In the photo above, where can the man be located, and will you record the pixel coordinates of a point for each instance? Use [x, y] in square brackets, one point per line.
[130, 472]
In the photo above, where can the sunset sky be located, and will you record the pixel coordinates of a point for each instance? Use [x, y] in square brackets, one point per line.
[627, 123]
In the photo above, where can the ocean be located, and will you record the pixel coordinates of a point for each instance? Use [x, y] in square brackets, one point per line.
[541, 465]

→ TASK OBJECTIVE
Would you please repeat all the entries exactly as written?

→ RESULT OF THE TASK
In the photo above, where can the man be located, and will you record the pixel coordinates of a point for each instance? Use [x, y] in square brackets, one point per line.
[130, 472]
In the photo above, where can the sunset sky be located, and will you record the pixel coordinates of a point for each instance? Use [x, y] in square brackets, one point per line.
[627, 123]
In the photo above, where can the ocean be located, and will you record the pixel coordinates of a point for each instance? Use [x, y] in square brackets, one point per line.
[541, 465]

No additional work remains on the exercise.